Text under study:
How black dolls can help teach kids about race, identity and self-esteem: 'It’s important to give black children childhood'

Healthy Roots Dolls has been helping to provide little black girls with a sense of self and may be useful in having important conversations about race. (Photo: Healthy Roots Dolls)
Healthy Roots Dolls has been helping to provide little black girls with a sense of self. (Photo: Healthy Roots Dolls)

With social injustice still very prevalent in our society, racial identity and representation are as important as they have ever been and the teachings start young.

Amid the protests following the killings of George Floyd and Breonna Taylor, Yelitsa Jean-Charles, founder and CEO of Healthy Roots Dolls, went viral on Sunday after sharing a picture on Twitter of herself and her product, a beautiful black doll named Zoe, who has a wide nose, full lips and curly hair. To date, the tweet has been retweeted more than 100,000 times and has close to 1 million likes.

“I was not necessarily prepared for it,” Jean-Charles admits to Yahoo Life. “It came after we had sold out of product ... and I was debating on whether or not to switch the website over to preorders.”

Exercise tasks:
**a.** Answer these about the article on Healthy Roots Dolls:
(i) What is Yelitsa Jean-Charles's role at Healthy Roots Dolls?
(ii) About how many likes did her tweet get?
(iii) What was she debating after the company sold out of product?
**b.** Carry on the article about Healthy Roots Dolls, starting after its last sentence.
The listing that comes next has no connection to the article on Healthy Roots Dolls.

Supplied entries:
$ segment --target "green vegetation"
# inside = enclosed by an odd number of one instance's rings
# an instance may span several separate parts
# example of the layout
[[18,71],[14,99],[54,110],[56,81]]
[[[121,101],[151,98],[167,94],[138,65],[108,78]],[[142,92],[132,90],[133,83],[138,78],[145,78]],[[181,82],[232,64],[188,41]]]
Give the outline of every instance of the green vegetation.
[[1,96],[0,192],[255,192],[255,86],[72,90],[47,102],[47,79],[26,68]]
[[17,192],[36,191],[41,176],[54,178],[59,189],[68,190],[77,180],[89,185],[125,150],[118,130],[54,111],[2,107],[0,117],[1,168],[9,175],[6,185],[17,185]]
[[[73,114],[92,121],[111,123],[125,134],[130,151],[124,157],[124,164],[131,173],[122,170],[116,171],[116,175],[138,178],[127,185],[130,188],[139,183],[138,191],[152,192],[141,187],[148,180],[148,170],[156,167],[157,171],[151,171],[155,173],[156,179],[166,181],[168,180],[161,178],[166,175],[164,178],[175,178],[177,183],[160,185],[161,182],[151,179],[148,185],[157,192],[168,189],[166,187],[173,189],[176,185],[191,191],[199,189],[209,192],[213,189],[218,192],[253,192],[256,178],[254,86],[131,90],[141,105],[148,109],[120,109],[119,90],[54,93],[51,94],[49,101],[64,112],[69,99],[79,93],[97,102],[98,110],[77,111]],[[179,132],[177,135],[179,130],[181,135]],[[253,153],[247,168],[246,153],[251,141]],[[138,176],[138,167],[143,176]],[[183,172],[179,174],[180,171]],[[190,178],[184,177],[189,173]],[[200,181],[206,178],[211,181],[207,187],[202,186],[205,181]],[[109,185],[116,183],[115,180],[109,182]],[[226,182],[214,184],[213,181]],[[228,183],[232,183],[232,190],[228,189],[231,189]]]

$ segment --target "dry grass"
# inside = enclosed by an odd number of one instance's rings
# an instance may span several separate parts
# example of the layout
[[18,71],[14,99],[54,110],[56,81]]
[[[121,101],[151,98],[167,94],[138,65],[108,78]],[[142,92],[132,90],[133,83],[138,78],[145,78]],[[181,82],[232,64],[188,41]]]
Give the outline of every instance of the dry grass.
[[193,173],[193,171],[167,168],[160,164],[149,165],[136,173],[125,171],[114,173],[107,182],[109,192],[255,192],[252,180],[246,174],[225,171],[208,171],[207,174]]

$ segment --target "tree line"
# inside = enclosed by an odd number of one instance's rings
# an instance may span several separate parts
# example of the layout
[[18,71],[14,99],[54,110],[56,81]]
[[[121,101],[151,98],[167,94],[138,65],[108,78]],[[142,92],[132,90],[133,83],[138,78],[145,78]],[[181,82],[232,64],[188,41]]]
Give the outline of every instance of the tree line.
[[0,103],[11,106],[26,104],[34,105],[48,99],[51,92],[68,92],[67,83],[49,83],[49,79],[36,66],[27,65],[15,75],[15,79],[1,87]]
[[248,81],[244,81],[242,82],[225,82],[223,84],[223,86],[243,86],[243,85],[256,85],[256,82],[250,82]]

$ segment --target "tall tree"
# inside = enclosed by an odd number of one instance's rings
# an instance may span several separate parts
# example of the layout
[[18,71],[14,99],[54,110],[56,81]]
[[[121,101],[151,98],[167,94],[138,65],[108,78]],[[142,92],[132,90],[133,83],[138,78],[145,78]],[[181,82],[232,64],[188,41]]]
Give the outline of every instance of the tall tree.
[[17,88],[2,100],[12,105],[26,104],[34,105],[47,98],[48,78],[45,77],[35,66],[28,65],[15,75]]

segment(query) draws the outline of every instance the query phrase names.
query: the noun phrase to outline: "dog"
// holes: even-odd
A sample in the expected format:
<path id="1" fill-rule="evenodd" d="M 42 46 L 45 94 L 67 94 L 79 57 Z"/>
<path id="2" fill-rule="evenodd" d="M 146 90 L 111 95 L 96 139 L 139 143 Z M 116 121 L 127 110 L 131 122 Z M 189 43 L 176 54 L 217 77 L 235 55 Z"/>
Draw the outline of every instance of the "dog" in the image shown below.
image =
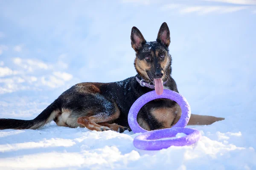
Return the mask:
<path id="1" fill-rule="evenodd" d="M 85 127 L 98 131 L 130 130 L 128 113 L 139 97 L 153 90 L 161 95 L 164 89 L 179 93 L 171 76 L 170 31 L 166 23 L 161 26 L 156 41 L 147 42 L 135 27 L 132 28 L 131 40 L 136 53 L 135 76 L 117 82 L 77 84 L 32 120 L 0 119 L 0 129 L 36 129 L 54 120 L 58 126 Z M 144 105 L 137 119 L 143 129 L 152 130 L 172 127 L 181 114 L 180 108 L 175 102 L 160 99 Z M 224 119 L 192 114 L 188 125 L 208 125 Z"/>

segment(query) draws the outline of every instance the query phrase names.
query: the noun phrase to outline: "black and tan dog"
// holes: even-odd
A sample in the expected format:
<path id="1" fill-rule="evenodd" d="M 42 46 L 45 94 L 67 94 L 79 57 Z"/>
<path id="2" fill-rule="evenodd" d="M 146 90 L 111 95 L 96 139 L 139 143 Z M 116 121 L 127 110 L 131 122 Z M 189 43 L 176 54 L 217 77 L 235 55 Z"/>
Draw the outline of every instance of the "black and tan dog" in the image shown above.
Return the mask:
<path id="1" fill-rule="evenodd" d="M 164 23 L 161 26 L 156 41 L 147 42 L 135 27 L 132 28 L 131 39 L 136 52 L 136 76 L 118 82 L 76 84 L 33 120 L 0 119 L 0 129 L 35 129 L 52 120 L 58 126 L 86 127 L 97 131 L 122 132 L 128 129 L 128 113 L 138 98 L 154 90 L 154 86 L 158 95 L 162 94 L 164 88 L 178 92 L 171 76 L 170 32 L 167 24 Z M 147 83 L 148 87 L 142 82 L 144 85 Z M 140 110 L 137 120 L 143 128 L 154 130 L 172 127 L 180 115 L 180 108 L 175 102 L 159 99 L 145 105 Z M 188 125 L 209 125 L 224 119 L 192 114 Z"/>

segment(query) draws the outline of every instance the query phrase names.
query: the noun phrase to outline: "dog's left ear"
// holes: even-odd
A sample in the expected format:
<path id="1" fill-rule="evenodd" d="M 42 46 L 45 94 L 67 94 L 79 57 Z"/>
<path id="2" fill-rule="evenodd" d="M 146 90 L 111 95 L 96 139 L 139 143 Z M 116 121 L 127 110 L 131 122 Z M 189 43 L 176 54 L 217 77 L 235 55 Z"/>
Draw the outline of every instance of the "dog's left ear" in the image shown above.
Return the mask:
<path id="1" fill-rule="evenodd" d="M 166 23 L 165 22 L 162 24 L 161 27 L 159 29 L 159 31 L 158 31 L 157 41 L 163 44 L 167 47 L 169 46 L 170 42 L 171 42 L 170 31 Z"/>
<path id="2" fill-rule="evenodd" d="M 136 52 L 137 52 L 142 47 L 142 45 L 146 42 L 141 32 L 135 27 L 131 28 L 131 47 Z"/>

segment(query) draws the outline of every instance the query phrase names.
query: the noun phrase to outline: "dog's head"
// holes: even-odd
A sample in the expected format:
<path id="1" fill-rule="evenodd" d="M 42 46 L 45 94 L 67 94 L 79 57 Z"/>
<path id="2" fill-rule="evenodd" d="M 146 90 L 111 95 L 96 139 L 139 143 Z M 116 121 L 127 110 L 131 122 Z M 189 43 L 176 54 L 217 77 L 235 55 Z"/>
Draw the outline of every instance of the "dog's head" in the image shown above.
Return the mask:
<path id="1" fill-rule="evenodd" d="M 135 27 L 131 29 L 131 46 L 136 52 L 134 66 L 145 81 L 154 83 L 157 94 L 163 93 L 163 81 L 167 81 L 172 71 L 172 58 L 169 54 L 170 31 L 163 23 L 159 29 L 156 41 L 147 42 Z"/>

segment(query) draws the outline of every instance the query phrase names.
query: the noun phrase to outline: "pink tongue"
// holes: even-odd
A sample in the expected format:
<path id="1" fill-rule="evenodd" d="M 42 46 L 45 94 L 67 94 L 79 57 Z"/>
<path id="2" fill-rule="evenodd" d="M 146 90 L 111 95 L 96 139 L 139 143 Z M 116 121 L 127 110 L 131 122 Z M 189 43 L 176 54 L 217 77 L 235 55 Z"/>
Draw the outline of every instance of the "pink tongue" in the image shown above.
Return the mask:
<path id="1" fill-rule="evenodd" d="M 160 95 L 163 92 L 163 85 L 162 79 L 154 79 L 154 81 L 155 84 L 155 90 L 156 91 L 156 92 L 158 95 Z"/>

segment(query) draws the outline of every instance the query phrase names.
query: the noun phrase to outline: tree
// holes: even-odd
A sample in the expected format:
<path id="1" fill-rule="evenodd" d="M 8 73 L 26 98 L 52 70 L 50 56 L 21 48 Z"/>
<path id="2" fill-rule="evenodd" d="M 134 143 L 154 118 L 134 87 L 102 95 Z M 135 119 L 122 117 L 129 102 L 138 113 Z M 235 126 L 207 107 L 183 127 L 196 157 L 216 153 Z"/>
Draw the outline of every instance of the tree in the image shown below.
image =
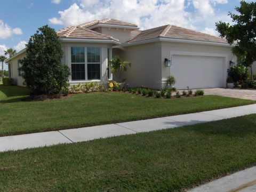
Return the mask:
<path id="1" fill-rule="evenodd" d="M 0 56 L 0 62 L 2 62 L 2 80 L 3 80 L 3 78 L 4 78 L 4 62 L 6 59 L 7 58 L 4 55 Z"/>
<path id="2" fill-rule="evenodd" d="M 30 37 L 20 69 L 25 85 L 34 94 L 57 93 L 67 86 L 70 70 L 61 64 L 63 55 L 59 37 L 47 25 Z"/>
<path id="3" fill-rule="evenodd" d="M 16 50 L 12 49 L 12 48 L 8 49 L 6 51 L 4 51 L 4 54 L 5 55 L 9 55 L 9 58 L 11 58 L 17 53 Z"/>
<path id="4" fill-rule="evenodd" d="M 217 30 L 230 45 L 237 43 L 233 48 L 233 53 L 243 65 L 251 68 L 252 79 L 252 65 L 256 61 L 256 3 L 241 1 L 240 5 L 235 8 L 237 14 L 228 14 L 234 24 L 219 21 L 216 23 Z"/>
<path id="5" fill-rule="evenodd" d="M 123 58 L 119 55 L 115 55 L 109 61 L 109 66 L 111 66 L 111 71 L 116 74 L 117 76 L 122 71 L 126 71 L 127 66 L 131 67 L 131 63 L 128 61 L 125 61 Z"/>

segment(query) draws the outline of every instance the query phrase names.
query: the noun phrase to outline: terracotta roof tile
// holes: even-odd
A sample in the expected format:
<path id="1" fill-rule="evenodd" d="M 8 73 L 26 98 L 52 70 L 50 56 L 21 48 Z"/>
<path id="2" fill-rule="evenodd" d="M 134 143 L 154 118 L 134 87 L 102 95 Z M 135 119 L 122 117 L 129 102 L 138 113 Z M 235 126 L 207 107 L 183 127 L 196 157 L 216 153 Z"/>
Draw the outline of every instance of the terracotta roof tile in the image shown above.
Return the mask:
<path id="1" fill-rule="evenodd" d="M 142 31 L 129 42 L 135 42 L 156 37 L 227 43 L 226 39 L 220 37 L 170 25 Z"/>
<path id="2" fill-rule="evenodd" d="M 111 36 L 102 34 L 92 30 L 78 26 L 70 26 L 57 31 L 60 38 L 86 38 L 92 39 L 111 39 L 118 42 L 119 40 Z"/>
<path id="3" fill-rule="evenodd" d="M 90 22 L 87 22 L 83 24 L 81 24 L 78 26 L 78 27 L 82 28 L 88 28 L 89 27 L 92 26 L 98 23 L 102 24 L 110 24 L 110 25 L 121 25 L 124 26 L 131 26 L 137 27 L 138 26 L 131 23 L 125 21 L 119 21 L 117 19 L 106 18 L 101 20 L 95 20 Z"/>

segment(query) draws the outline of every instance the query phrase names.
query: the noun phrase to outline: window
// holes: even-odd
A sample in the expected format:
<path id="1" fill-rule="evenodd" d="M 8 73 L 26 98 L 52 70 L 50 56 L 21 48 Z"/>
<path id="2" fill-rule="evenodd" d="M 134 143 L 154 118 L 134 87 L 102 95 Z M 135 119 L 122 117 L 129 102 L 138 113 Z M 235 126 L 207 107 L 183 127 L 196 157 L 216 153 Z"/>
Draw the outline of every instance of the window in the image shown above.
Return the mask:
<path id="1" fill-rule="evenodd" d="M 88 80 L 100 79 L 100 47 L 87 48 L 87 70 Z"/>
<path id="2" fill-rule="evenodd" d="M 109 65 L 109 62 L 112 58 L 111 50 L 110 48 L 108 48 L 108 78 L 111 79 L 111 66 Z"/>
<path id="3" fill-rule="evenodd" d="M 84 47 L 71 47 L 72 80 L 85 80 Z"/>
<path id="4" fill-rule="evenodd" d="M 20 60 L 18 60 L 18 75 L 19 76 L 21 76 L 21 69 L 20 69 L 20 67 L 21 67 L 21 63 L 20 63 Z"/>

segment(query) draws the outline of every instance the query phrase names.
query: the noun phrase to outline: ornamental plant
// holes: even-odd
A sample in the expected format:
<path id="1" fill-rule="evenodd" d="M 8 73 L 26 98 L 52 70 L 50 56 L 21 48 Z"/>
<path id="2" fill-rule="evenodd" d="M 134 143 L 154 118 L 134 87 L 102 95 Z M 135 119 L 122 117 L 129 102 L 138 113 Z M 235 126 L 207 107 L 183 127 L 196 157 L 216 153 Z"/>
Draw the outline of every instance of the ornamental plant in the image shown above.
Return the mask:
<path id="1" fill-rule="evenodd" d="M 46 25 L 31 36 L 20 69 L 25 84 L 33 94 L 58 93 L 67 86 L 70 73 L 61 62 L 63 55 L 54 29 Z"/>

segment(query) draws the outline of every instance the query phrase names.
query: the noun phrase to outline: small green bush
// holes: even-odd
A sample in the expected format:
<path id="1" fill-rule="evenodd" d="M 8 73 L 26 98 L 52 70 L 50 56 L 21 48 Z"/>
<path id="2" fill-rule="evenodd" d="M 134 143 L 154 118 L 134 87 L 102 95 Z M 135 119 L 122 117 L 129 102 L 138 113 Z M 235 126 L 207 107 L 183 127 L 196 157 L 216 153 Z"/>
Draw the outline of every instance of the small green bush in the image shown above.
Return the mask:
<path id="1" fill-rule="evenodd" d="M 167 92 L 166 94 L 166 98 L 167 99 L 171 99 L 172 97 L 172 93 L 171 92 Z"/>
<path id="2" fill-rule="evenodd" d="M 141 94 L 141 88 L 139 88 L 138 89 L 138 94 Z"/>
<path id="3" fill-rule="evenodd" d="M 141 90 L 141 93 L 142 93 L 143 96 L 146 96 L 148 94 L 148 91 L 146 89 L 143 89 Z"/>
<path id="4" fill-rule="evenodd" d="M 172 90 L 172 91 L 176 91 L 176 90 L 177 90 L 177 89 L 176 89 L 175 87 L 172 87 L 172 88 L 171 88 L 171 90 Z"/>
<path id="5" fill-rule="evenodd" d="M 161 90 L 161 96 L 162 97 L 164 97 L 164 95 L 165 95 L 165 90 Z"/>
<path id="6" fill-rule="evenodd" d="M 3 84 L 4 86 L 11 86 L 13 85 L 14 80 L 12 78 L 4 77 L 3 78 Z"/>
<path id="7" fill-rule="evenodd" d="M 202 90 L 198 90 L 195 91 L 195 96 L 203 95 L 204 94 L 204 91 Z"/>
<path id="8" fill-rule="evenodd" d="M 160 98 L 161 97 L 161 92 L 160 91 L 157 91 L 156 93 L 156 97 L 157 98 Z"/>
<path id="9" fill-rule="evenodd" d="M 148 90 L 148 96 L 153 97 L 155 94 L 155 90 Z"/>
<path id="10" fill-rule="evenodd" d="M 176 92 L 176 97 L 177 97 L 177 98 L 180 98 L 180 92 L 179 91 L 177 91 Z"/>
<path id="11" fill-rule="evenodd" d="M 102 82 L 93 82 L 78 83 L 77 85 L 69 87 L 69 92 L 71 93 L 87 93 L 103 90 L 104 87 Z"/>

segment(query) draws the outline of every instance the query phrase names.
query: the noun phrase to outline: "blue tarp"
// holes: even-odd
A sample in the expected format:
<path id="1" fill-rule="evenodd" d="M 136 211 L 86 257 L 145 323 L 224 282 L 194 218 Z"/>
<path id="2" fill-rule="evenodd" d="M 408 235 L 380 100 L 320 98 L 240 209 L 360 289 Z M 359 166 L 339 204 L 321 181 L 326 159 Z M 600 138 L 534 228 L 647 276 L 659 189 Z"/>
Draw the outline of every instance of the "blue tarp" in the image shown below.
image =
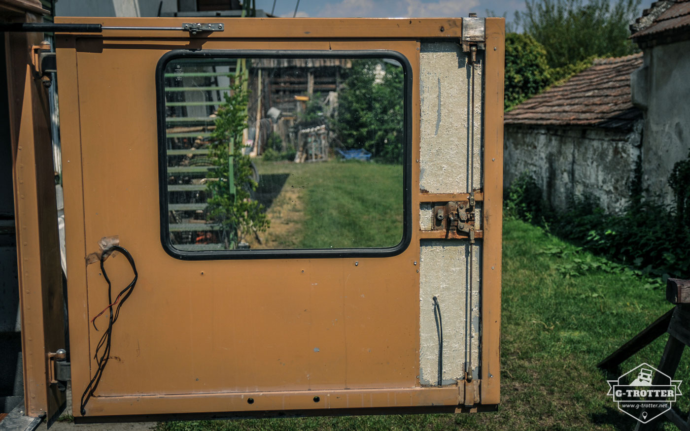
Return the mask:
<path id="1" fill-rule="evenodd" d="M 364 160 L 368 161 L 371 159 L 371 153 L 364 148 L 357 148 L 353 150 L 335 150 L 346 160 Z"/>

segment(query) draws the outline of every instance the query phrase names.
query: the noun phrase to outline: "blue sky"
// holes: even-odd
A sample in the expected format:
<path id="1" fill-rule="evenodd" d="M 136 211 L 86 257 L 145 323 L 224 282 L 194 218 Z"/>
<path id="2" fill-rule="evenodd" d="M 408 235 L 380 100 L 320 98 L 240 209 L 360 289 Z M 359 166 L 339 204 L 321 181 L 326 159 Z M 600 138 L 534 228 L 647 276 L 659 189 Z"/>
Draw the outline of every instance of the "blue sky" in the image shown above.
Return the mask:
<path id="1" fill-rule="evenodd" d="M 292 17 L 297 0 L 277 0 L 275 14 Z M 273 0 L 257 0 L 257 8 L 270 12 Z M 515 10 L 524 9 L 524 0 L 300 0 L 297 17 L 466 17 L 485 10 L 497 15 L 507 12 L 512 21 Z"/>

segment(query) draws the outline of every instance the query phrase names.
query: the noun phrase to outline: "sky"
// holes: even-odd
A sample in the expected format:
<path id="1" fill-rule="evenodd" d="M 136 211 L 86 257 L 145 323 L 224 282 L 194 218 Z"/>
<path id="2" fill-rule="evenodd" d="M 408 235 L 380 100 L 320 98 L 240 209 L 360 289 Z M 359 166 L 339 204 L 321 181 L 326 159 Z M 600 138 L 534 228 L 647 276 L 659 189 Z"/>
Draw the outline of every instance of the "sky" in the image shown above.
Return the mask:
<path id="1" fill-rule="evenodd" d="M 297 0 L 276 0 L 274 14 L 292 17 Z M 270 13 L 273 0 L 257 0 L 257 8 Z M 515 10 L 524 9 L 524 0 L 300 0 L 297 17 L 467 17 L 471 12 L 486 17 L 506 12 L 512 21 Z"/>

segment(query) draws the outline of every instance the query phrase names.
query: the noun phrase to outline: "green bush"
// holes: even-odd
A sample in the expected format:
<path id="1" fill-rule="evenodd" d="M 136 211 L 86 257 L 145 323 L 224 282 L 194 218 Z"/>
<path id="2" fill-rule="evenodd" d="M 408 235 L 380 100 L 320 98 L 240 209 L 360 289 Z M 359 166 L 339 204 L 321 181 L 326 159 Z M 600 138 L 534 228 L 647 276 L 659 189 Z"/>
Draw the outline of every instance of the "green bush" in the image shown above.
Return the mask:
<path id="1" fill-rule="evenodd" d="M 504 108 L 538 94 L 551 83 L 546 50 L 529 34 L 506 34 Z"/>
<path id="2" fill-rule="evenodd" d="M 542 201 L 542 189 L 534 177 L 524 172 L 511 183 L 504 197 L 504 214 L 506 217 L 528 221 L 540 221 L 546 206 Z"/>
<path id="3" fill-rule="evenodd" d="M 690 156 L 676 164 L 669 183 L 674 206 L 664 208 L 633 195 L 622 214 L 611 214 L 593 197 L 579 196 L 569 200 L 564 211 L 557 212 L 548 208 L 542 190 L 526 172 L 506 191 L 505 214 L 542 225 L 558 237 L 663 282 L 669 277 L 690 278 Z"/>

Results of the tasks:
**a.**
(i) She is the founder and CEO.
(ii) Close to 1 million.
(iii) Whether to switch the website over to preorders.

**b.**
After seeing several tweets in which people shared photos of business owners alongside their products, Jean-Charles decided to join the conversation, and the rest is history.

“I think the reason why the tweet resonated was because it was like a bright spot during all of the tumultuous [events], understanding that our country is the way that it is and that people are still discriminated against. So seeing a woman of color making something for people of color, people are like ‘aww [I love it],’” she says. “As artists, we have a unique skill set and responsibility to educate our people. In the work that we’re producing, we have the ability to touch people all over the world.”

Jean-Charles, who is Haitian-American, created Healthy Roots Dolls as a part of a class project at the Rhode Island School of Design in 2014. The entrepreneur explains that she was inspired by her experience as a black woman in America, her understanding of identity, and how she had been taught to change the way that she looks to fit Eurocentric beauty standards.

“I had conversations with [peers] online and realized that there was a shared experience around hair and beauty, and the fact that we didn’t have toys that looked like us,” she continues. “So I pursued this project through a fellowship program at my university and took $4,000 from the Brown University Social Innovation Fellowship to develop Healthy Roots Dolls as an educational children’s product and a toy company that creates multicultural children’s toys focusing our first dolls on hair play, and curl power so kids can wash and style the doll’s hair.”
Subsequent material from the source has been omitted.